> Work request
In the material below, the lines from the one containing "Exercise. Mark the tree" through the one containing "Exercise. Mark the wooden post" are to be given again exactly, ends included, and no others.

> Data excerpts
====

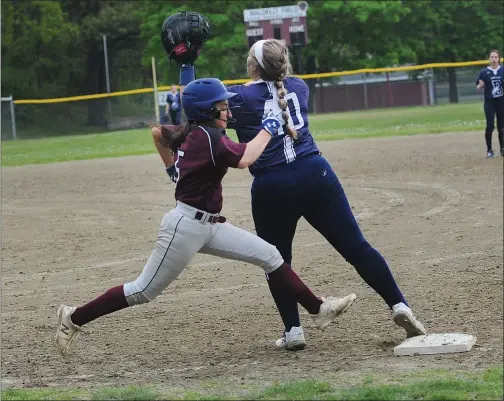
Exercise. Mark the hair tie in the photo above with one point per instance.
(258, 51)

====

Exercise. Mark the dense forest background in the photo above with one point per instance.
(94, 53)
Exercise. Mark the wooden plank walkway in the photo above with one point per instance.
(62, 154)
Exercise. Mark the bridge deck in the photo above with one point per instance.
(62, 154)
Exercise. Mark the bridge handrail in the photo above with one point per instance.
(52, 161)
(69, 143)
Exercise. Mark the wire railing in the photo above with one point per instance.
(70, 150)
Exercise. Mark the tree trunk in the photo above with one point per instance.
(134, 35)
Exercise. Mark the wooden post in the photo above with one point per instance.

====

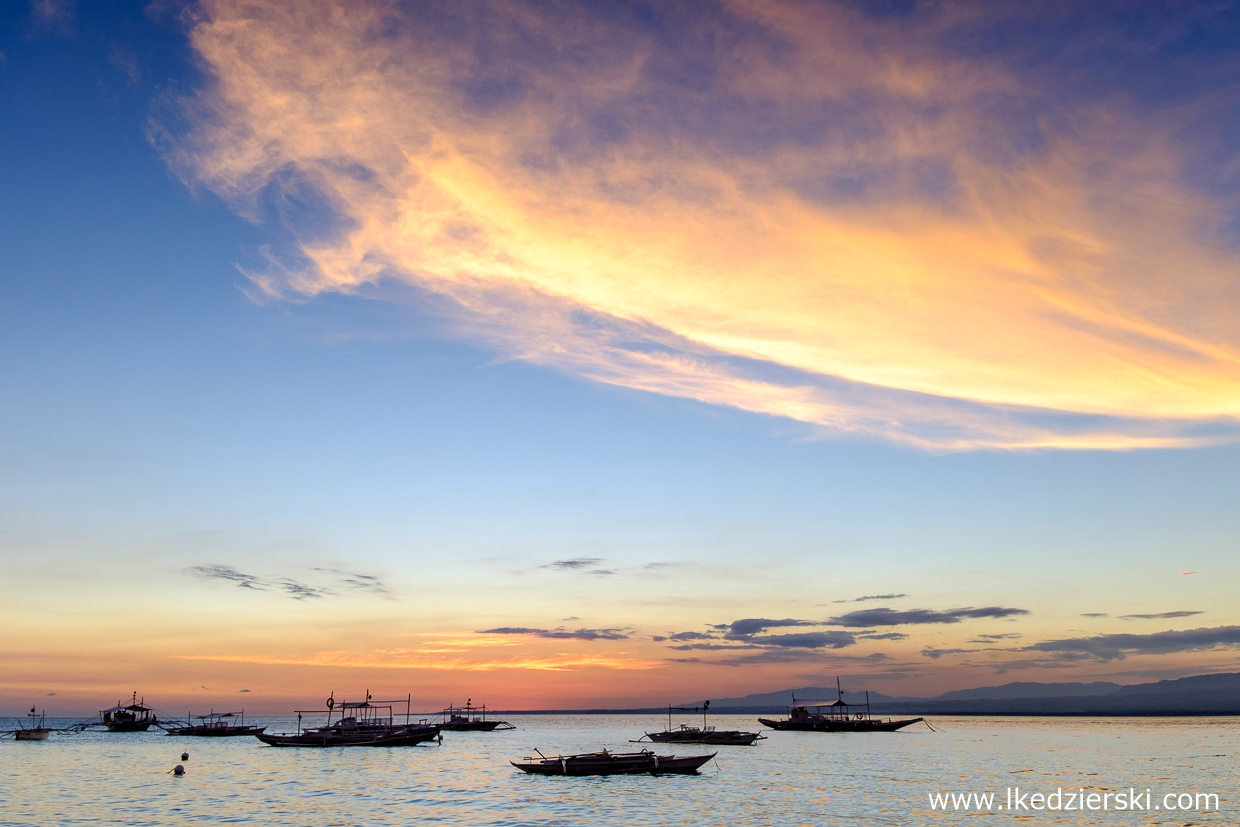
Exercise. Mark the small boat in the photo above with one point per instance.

====

> Final answer
Exercise. Mark the tree trunk in the photo above with one point per instance.
(134, 35)
Exercise. Mark the wooden post in the photo above with one point per instance.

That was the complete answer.